— start Selected passage —
Studying and running the code of Text Mining with R | Chapter 2

Sentiment analysis with inner join

Firstly, Jane Austen’s books, after being imported by the janeaustenr package, are converted to the tidy format for sentiment analysis. However, before the analysis is done, 2 new columns are added to indicate the line and chapter position of each word. Also, the output column for the unnesting of the text is deliberately named “word”. As “word” is also the name of columns of interest from tidytext’s various dictionaries for sentiment analysis and function word (stop word) filtering, having the common name makes it easier to perform inner join and anti join operations.

tidy_books <- austen_books() %>%
  group_by(book) %>%
  mutate(
    linenumber = row_number(),
    chapter = cumsum(str_detect(text, 
                                regex("^chapter [\\divxlc]", 
                                      ignore_case = TRUE)))) %>%
  ungroup() %>%
  unnest_tokens(word, text)
— end Selected passage —
== Exercise details ==
Carry the notes on sentiment analysis with inner join forward from the final line of code shown.
— start Excerpted records —
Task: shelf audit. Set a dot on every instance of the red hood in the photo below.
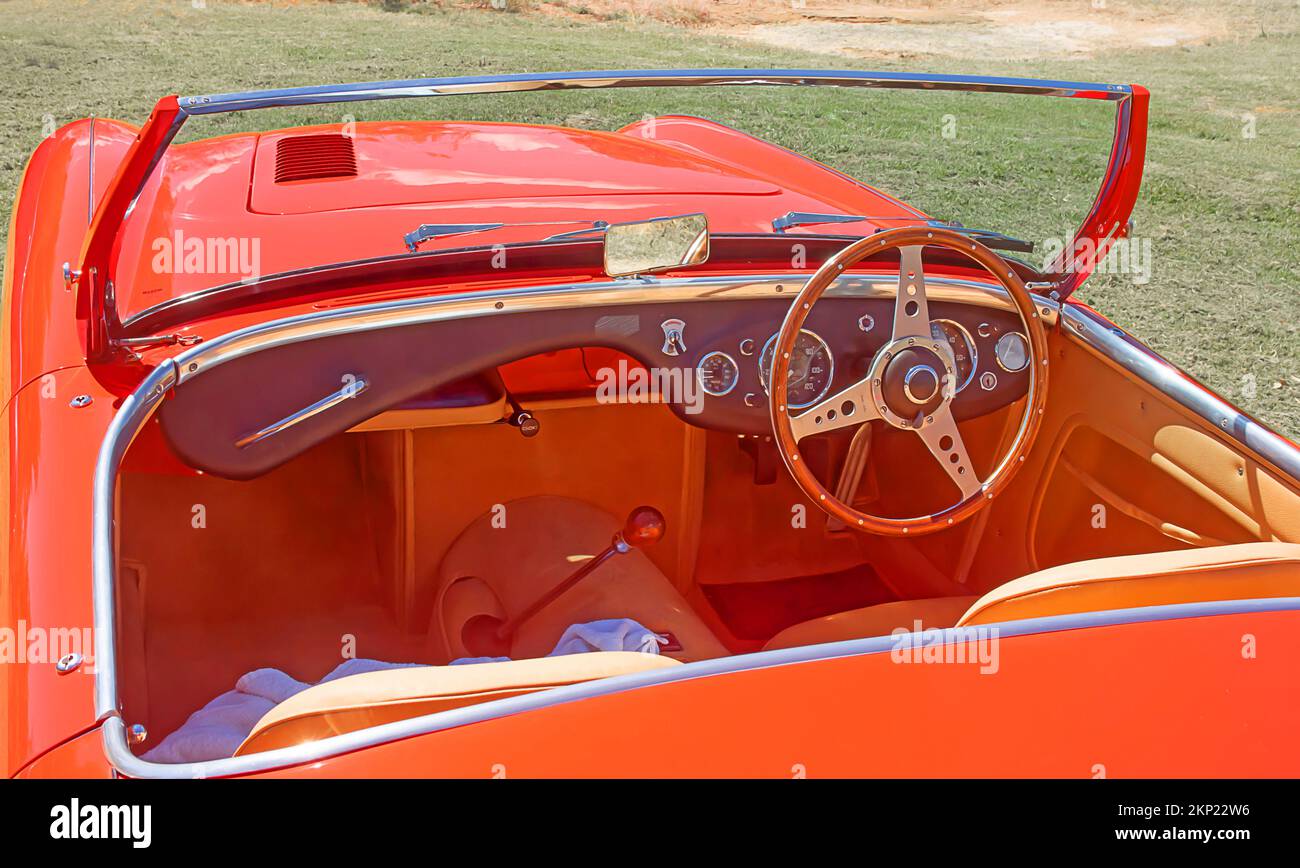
(551, 179)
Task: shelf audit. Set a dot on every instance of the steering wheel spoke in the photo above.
(911, 308)
(848, 407)
(945, 443)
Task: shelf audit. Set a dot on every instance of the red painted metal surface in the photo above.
(1157, 699)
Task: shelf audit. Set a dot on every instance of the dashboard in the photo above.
(716, 339)
(729, 347)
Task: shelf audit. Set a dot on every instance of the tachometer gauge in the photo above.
(963, 348)
(718, 373)
(1012, 352)
(811, 367)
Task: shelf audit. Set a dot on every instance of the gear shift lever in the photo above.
(644, 528)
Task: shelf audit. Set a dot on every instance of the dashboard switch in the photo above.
(674, 337)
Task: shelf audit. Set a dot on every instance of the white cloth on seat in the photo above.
(217, 729)
(611, 634)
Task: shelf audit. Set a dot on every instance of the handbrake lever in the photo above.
(644, 528)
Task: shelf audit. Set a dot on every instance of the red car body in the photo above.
(1127, 691)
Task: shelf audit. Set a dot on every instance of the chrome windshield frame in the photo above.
(95, 302)
(1074, 321)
— end Excerpted records —
== Exercise result ==
Next, sentiment analysis will be done on Jane Austen’s Emma using the lexicon NRC that is found in tidytext. To be more specific, we are interested in finding all the words in Emma with a joyous connotation. To that end, we can take a subset of NRC that only contains words that are categorized as expressing the sentiment of “joy”. Then, an inner join between the words of Emma and the words of the joy lexicon will get us the desired “joy” words in Emma.

nrc_joy <- get_sentiments("nrc") %>% 
  filter(sentiment == "joy")

tidy_books %>%
  filter(book == "Emma") %>%
  inner_join(nrc_joy) %>%
  count(word, sort = TRUE)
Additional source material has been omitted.